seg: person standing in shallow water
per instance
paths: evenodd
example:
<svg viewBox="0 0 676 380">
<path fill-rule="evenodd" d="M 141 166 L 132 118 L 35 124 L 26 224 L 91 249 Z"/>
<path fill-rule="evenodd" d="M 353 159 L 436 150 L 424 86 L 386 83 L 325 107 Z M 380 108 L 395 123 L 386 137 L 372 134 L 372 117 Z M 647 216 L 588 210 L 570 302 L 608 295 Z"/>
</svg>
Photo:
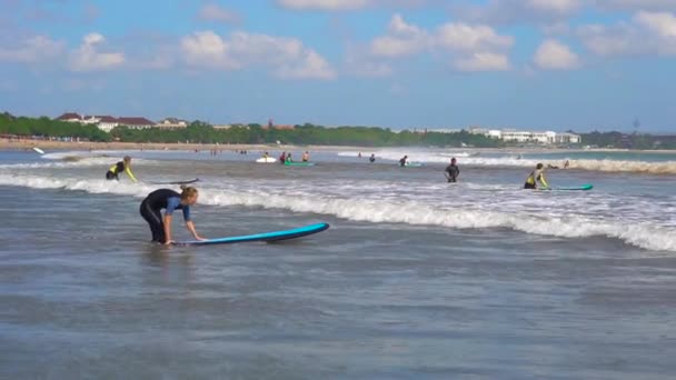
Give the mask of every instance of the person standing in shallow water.
<svg viewBox="0 0 676 380">
<path fill-rule="evenodd" d="M 446 174 L 446 179 L 449 183 L 458 181 L 458 176 L 460 176 L 460 168 L 458 168 L 458 166 L 456 164 L 455 157 L 450 159 L 450 164 L 446 167 L 444 174 Z"/>
<path fill-rule="evenodd" d="M 138 182 L 137 179 L 133 177 L 133 173 L 131 172 L 131 157 L 129 156 L 125 156 L 122 161 L 119 161 L 118 163 L 110 167 L 110 169 L 108 169 L 108 171 L 106 172 L 106 179 L 119 181 L 119 176 L 122 171 L 126 172 L 132 181 Z"/>
<path fill-rule="evenodd" d="M 535 170 L 528 174 L 524 189 L 537 189 L 537 182 L 540 182 L 543 189 L 549 188 L 547 180 L 545 180 L 545 166 L 540 162 L 535 167 Z"/>
<path fill-rule="evenodd" d="M 181 193 L 171 189 L 155 190 L 143 199 L 139 207 L 141 217 L 148 222 L 152 242 L 162 244 L 171 244 L 173 242 L 171 236 L 171 221 L 173 210 L 183 211 L 183 220 L 186 228 L 192 233 L 196 240 L 206 240 L 200 237 L 195 230 L 195 224 L 190 219 L 190 206 L 197 203 L 198 191 L 193 187 L 181 186 Z M 161 210 L 165 210 L 162 216 Z"/>
</svg>

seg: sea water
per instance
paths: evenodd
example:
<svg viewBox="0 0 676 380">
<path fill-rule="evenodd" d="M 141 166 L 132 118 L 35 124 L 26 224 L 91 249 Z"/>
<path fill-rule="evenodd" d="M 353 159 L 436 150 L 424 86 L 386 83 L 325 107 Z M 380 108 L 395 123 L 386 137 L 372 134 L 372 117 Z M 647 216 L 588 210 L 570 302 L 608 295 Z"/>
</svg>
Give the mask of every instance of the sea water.
<svg viewBox="0 0 676 380">
<path fill-rule="evenodd" d="M 372 152 L 312 151 L 309 168 L 229 150 L 1 152 L 0 378 L 676 372 L 676 154 Z M 106 181 L 125 154 L 140 182 Z M 424 166 L 398 167 L 404 154 Z M 521 189 L 537 162 L 566 160 L 548 182 L 592 191 Z M 151 244 L 138 213 L 150 182 L 192 178 L 205 237 L 331 228 Z"/>
</svg>

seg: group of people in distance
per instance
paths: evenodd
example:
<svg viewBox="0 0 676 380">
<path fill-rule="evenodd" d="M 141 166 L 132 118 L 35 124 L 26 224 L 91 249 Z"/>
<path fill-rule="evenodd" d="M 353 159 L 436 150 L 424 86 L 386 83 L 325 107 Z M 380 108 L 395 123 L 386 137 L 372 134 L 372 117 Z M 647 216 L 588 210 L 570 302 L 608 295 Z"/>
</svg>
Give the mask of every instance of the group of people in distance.
<svg viewBox="0 0 676 380">
<path fill-rule="evenodd" d="M 265 157 L 267 156 L 268 152 L 266 152 Z M 302 156 L 300 157 L 300 160 L 302 162 L 309 162 L 310 161 L 310 152 L 308 152 L 307 150 L 305 151 L 305 153 L 302 153 Z M 294 159 L 291 158 L 291 152 L 281 152 L 281 156 L 279 156 L 279 163 L 286 163 L 286 162 L 294 162 Z"/>
<path fill-rule="evenodd" d="M 359 153 L 361 154 L 361 153 Z M 269 157 L 268 152 L 265 152 L 264 157 Z M 408 156 L 404 156 L 399 163 L 404 167 Z M 301 157 L 302 162 L 308 162 L 310 160 L 309 152 L 302 153 Z M 294 162 L 291 159 L 291 153 L 282 152 L 279 157 L 279 161 L 281 163 Z M 369 158 L 370 162 L 376 161 L 376 156 L 371 154 Z M 568 168 L 569 162 L 566 161 L 564 168 Z M 549 168 L 555 168 L 549 166 Z M 133 182 L 138 182 L 133 173 L 131 172 L 131 157 L 125 156 L 122 161 L 117 162 L 108 171 L 106 172 L 107 180 L 117 180 L 119 181 L 119 174 L 121 172 L 127 173 L 129 178 Z M 458 177 L 460 176 L 460 168 L 458 168 L 456 158 L 450 159 L 450 164 L 446 167 L 444 170 L 444 176 L 448 182 L 457 182 Z M 543 163 L 538 163 L 526 178 L 526 183 L 524 183 L 524 189 L 537 189 L 538 183 L 541 188 L 548 189 L 549 184 L 545 179 L 545 166 Z M 149 193 L 143 201 L 141 201 L 141 206 L 139 208 L 139 212 L 143 220 L 148 222 L 150 227 L 150 233 L 152 234 L 152 242 L 158 242 L 162 244 L 171 244 L 173 242 L 171 234 L 171 221 L 175 210 L 181 210 L 183 213 L 183 221 L 186 222 L 186 228 L 196 240 L 205 240 L 199 233 L 197 233 L 195 229 L 195 223 L 190 219 L 190 206 L 197 203 L 198 199 L 198 190 L 193 187 L 188 187 L 181 184 L 181 192 L 178 193 L 171 189 L 159 189 Z M 162 214 L 161 210 L 165 210 L 165 214 Z"/>
<path fill-rule="evenodd" d="M 117 162 L 106 172 L 107 180 L 120 180 L 119 174 L 127 173 L 133 182 L 138 182 L 131 172 L 131 157 L 125 156 L 122 161 Z M 192 233 L 196 240 L 205 240 L 195 230 L 195 223 L 190 219 L 190 206 L 197 203 L 198 191 L 193 187 L 181 184 L 181 192 L 178 193 L 171 189 L 155 190 L 141 201 L 139 212 L 148 226 L 152 234 L 152 242 L 161 244 L 171 244 L 171 220 L 175 210 L 183 211 L 183 220 L 186 228 Z M 165 214 L 162 216 L 162 210 Z"/>
</svg>

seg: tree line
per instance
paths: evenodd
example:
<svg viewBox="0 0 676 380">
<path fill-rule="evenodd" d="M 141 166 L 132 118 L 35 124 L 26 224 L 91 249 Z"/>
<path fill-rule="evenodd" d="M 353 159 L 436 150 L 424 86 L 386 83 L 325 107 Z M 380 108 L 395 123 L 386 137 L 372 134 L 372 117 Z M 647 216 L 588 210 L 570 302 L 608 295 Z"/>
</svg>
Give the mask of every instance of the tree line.
<svg viewBox="0 0 676 380">
<path fill-rule="evenodd" d="M 0 134 L 43 138 L 79 138 L 84 141 L 123 142 L 190 142 L 190 143 L 277 143 L 331 144 L 362 147 L 477 147 L 500 148 L 516 146 L 514 142 L 491 139 L 468 131 L 454 133 L 404 130 L 395 132 L 377 127 L 322 127 L 311 123 L 297 124 L 292 129 L 264 128 L 257 123 L 233 124 L 229 129 L 215 129 L 205 121 L 196 120 L 187 128 L 133 129 L 120 126 L 110 133 L 95 124 L 64 122 L 48 117 L 14 117 L 0 113 Z M 579 133 L 583 144 L 598 148 L 676 149 L 676 137 L 620 132 Z"/>
</svg>

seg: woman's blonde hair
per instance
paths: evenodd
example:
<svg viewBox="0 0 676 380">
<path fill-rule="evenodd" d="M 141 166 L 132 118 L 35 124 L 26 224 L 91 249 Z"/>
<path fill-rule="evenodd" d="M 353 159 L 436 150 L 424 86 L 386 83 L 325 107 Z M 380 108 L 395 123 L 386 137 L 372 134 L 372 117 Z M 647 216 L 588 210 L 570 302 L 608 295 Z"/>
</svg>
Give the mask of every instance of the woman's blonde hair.
<svg viewBox="0 0 676 380">
<path fill-rule="evenodd" d="M 191 186 L 185 186 L 185 184 L 181 184 L 181 190 L 183 190 L 183 191 L 181 191 L 182 200 L 192 198 L 193 196 L 197 196 L 197 192 L 198 192 L 196 188 L 193 188 Z"/>
</svg>

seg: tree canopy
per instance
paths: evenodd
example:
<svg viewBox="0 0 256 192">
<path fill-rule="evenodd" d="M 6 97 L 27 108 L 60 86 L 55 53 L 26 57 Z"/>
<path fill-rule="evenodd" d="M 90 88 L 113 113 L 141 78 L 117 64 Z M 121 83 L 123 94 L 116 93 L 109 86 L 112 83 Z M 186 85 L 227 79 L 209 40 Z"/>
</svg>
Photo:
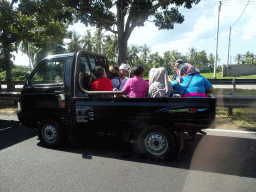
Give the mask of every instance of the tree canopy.
<svg viewBox="0 0 256 192">
<path fill-rule="evenodd" d="M 45 1 L 45 0 L 44 0 Z M 127 41 L 135 27 L 144 26 L 153 16 L 159 29 L 173 29 L 184 16 L 178 6 L 191 8 L 200 0 L 60 0 L 86 26 L 104 28 L 118 35 L 118 63 L 127 62 Z"/>
</svg>

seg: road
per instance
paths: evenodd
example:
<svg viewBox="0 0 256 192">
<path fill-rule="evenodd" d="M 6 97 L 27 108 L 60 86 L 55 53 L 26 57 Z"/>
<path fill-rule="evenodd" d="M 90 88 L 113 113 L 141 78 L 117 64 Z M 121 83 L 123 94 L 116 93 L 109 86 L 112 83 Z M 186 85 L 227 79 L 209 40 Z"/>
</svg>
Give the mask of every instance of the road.
<svg viewBox="0 0 256 192">
<path fill-rule="evenodd" d="M 15 85 L 15 88 L 21 89 L 23 85 Z M 213 85 L 216 89 L 233 89 L 233 85 Z M 7 88 L 7 85 L 2 85 L 3 89 Z M 256 89 L 256 85 L 236 85 L 236 89 Z"/>
<path fill-rule="evenodd" d="M 206 131 L 178 161 L 155 162 L 111 136 L 48 149 L 16 116 L 0 116 L 0 191 L 256 191 L 256 133 Z"/>
</svg>

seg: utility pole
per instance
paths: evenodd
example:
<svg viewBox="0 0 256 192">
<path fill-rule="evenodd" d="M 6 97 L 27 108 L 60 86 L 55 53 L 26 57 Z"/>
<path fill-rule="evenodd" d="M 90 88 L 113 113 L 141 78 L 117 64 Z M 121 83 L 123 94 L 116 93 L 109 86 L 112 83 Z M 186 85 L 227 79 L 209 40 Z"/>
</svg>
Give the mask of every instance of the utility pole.
<svg viewBox="0 0 256 192">
<path fill-rule="evenodd" d="M 229 41 L 228 41 L 228 60 L 227 60 L 227 66 L 229 64 L 229 52 L 230 52 L 230 38 L 231 38 L 231 26 L 229 30 Z M 231 61 L 231 60 L 230 60 Z"/>
<path fill-rule="evenodd" d="M 213 77 L 216 79 L 216 71 L 217 71 L 217 57 L 218 57 L 218 40 L 219 40 L 219 22 L 220 22 L 220 7 L 221 7 L 221 1 L 219 5 L 218 10 L 218 25 L 217 25 L 217 38 L 216 38 L 216 52 L 215 52 L 215 62 L 214 62 L 214 71 L 213 71 Z"/>
</svg>

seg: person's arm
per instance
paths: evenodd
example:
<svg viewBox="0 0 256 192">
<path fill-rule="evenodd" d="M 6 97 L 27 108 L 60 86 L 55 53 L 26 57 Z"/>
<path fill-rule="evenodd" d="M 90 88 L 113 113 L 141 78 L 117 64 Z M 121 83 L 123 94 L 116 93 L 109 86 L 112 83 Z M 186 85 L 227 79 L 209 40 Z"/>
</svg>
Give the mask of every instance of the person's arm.
<svg viewBox="0 0 256 192">
<path fill-rule="evenodd" d="M 205 81 L 204 86 L 205 86 L 206 93 L 212 93 L 214 91 L 212 84 L 206 78 L 204 78 L 204 81 Z"/>
<path fill-rule="evenodd" d="M 123 91 L 123 95 L 127 95 L 130 91 L 130 83 L 131 83 L 131 79 L 128 79 L 122 89 Z"/>
<path fill-rule="evenodd" d="M 214 91 L 214 88 L 211 87 L 210 89 L 207 89 L 207 93 L 212 93 Z"/>
</svg>

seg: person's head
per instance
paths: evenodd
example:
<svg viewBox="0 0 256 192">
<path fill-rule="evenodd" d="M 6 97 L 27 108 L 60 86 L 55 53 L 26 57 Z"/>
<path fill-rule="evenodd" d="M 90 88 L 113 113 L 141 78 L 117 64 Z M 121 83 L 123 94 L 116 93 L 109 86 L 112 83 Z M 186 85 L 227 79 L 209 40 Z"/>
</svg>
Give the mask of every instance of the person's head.
<svg viewBox="0 0 256 192">
<path fill-rule="evenodd" d="M 133 68 L 133 71 L 136 77 L 142 77 L 144 73 L 144 68 L 141 65 L 137 65 Z"/>
<path fill-rule="evenodd" d="M 149 73 L 148 73 L 148 77 L 149 77 L 149 84 L 152 83 L 152 80 L 153 80 L 153 76 L 154 76 L 154 72 L 157 68 L 151 68 Z"/>
<path fill-rule="evenodd" d="M 103 67 L 101 67 L 101 66 L 95 67 L 95 69 L 94 69 L 94 75 L 95 75 L 95 77 L 96 77 L 97 79 L 103 77 L 104 74 L 105 74 L 105 69 L 104 69 Z"/>
<path fill-rule="evenodd" d="M 174 69 L 176 71 L 179 70 L 181 76 L 183 76 L 187 72 L 187 66 L 182 59 L 178 59 L 177 61 L 175 61 Z"/>
<path fill-rule="evenodd" d="M 130 66 L 128 64 L 123 63 L 120 67 L 119 67 L 119 75 L 120 78 L 123 79 L 126 76 L 127 71 L 130 69 Z"/>
<path fill-rule="evenodd" d="M 149 75 L 149 84 L 154 82 L 160 82 L 161 84 L 167 84 L 169 81 L 168 79 L 168 72 L 164 67 L 160 68 L 153 68 L 150 70 Z"/>
<path fill-rule="evenodd" d="M 117 66 L 110 66 L 109 72 L 110 72 L 110 78 L 119 76 L 119 69 Z"/>
<path fill-rule="evenodd" d="M 133 78 L 134 77 L 134 71 L 131 70 L 131 73 L 130 73 L 130 78 Z"/>
</svg>

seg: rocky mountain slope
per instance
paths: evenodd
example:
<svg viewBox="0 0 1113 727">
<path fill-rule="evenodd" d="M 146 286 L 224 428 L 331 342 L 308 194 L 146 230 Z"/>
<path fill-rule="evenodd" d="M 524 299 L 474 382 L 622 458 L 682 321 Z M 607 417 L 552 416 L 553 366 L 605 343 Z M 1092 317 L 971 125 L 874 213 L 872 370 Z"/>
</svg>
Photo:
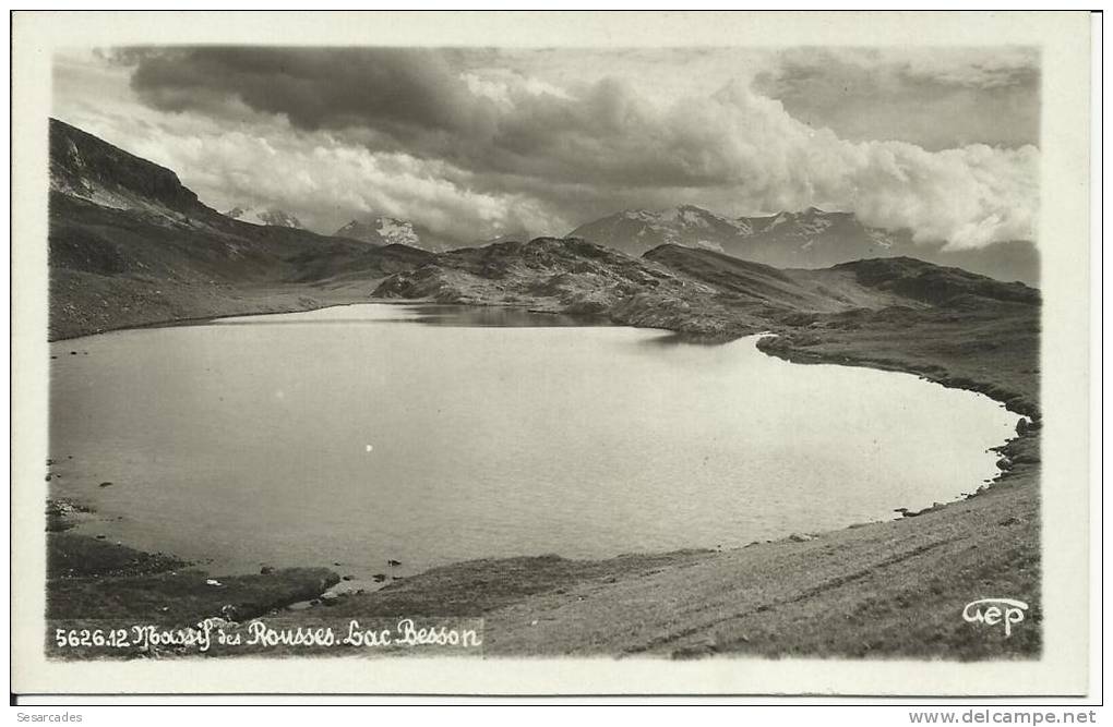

▶ **What the exercise asks**: Could you update the items from the very start through the line containing "535 170 L 528", inclusive, replacing "shallow water" with "knee-deep water" and leaving everything else unchanged? Leave the pictures out.

▶ **Correct output**:
seg: person standing in knee-deep water
per instance
paths: evenodd
example:
<svg viewBox="0 0 676 380">
<path fill-rule="evenodd" d="M 141 166 L 132 118 L 35 124 L 26 224 L 91 249 Z"/>
<path fill-rule="evenodd" d="M 353 159 L 436 150 L 424 86 L 386 83 L 325 107 Z M 380 108 L 395 123 L 386 137 L 372 134 L 372 117 Z M 647 216 L 588 210 L 570 302 L 608 295 Z"/>
</svg>
Photo:
Give the mask of every instance of the person standing in knee-deep water.
<svg viewBox="0 0 676 380">
<path fill-rule="evenodd" d="M 446 174 L 446 179 L 449 183 L 458 181 L 458 176 L 460 176 L 460 168 L 458 168 L 458 166 L 456 164 L 455 157 L 450 159 L 450 164 L 446 167 L 444 174 Z"/>
<path fill-rule="evenodd" d="M 138 182 L 137 179 L 133 177 L 133 173 L 131 172 L 131 157 L 129 156 L 125 156 L 122 161 L 119 161 L 118 163 L 110 167 L 110 169 L 108 169 L 108 171 L 106 172 L 106 179 L 119 181 L 119 176 L 122 171 L 126 172 L 132 181 Z"/>
<path fill-rule="evenodd" d="M 535 170 L 528 174 L 524 189 L 537 189 L 537 182 L 540 182 L 543 189 L 549 188 L 547 180 L 545 180 L 545 166 L 540 162 L 535 167 Z"/>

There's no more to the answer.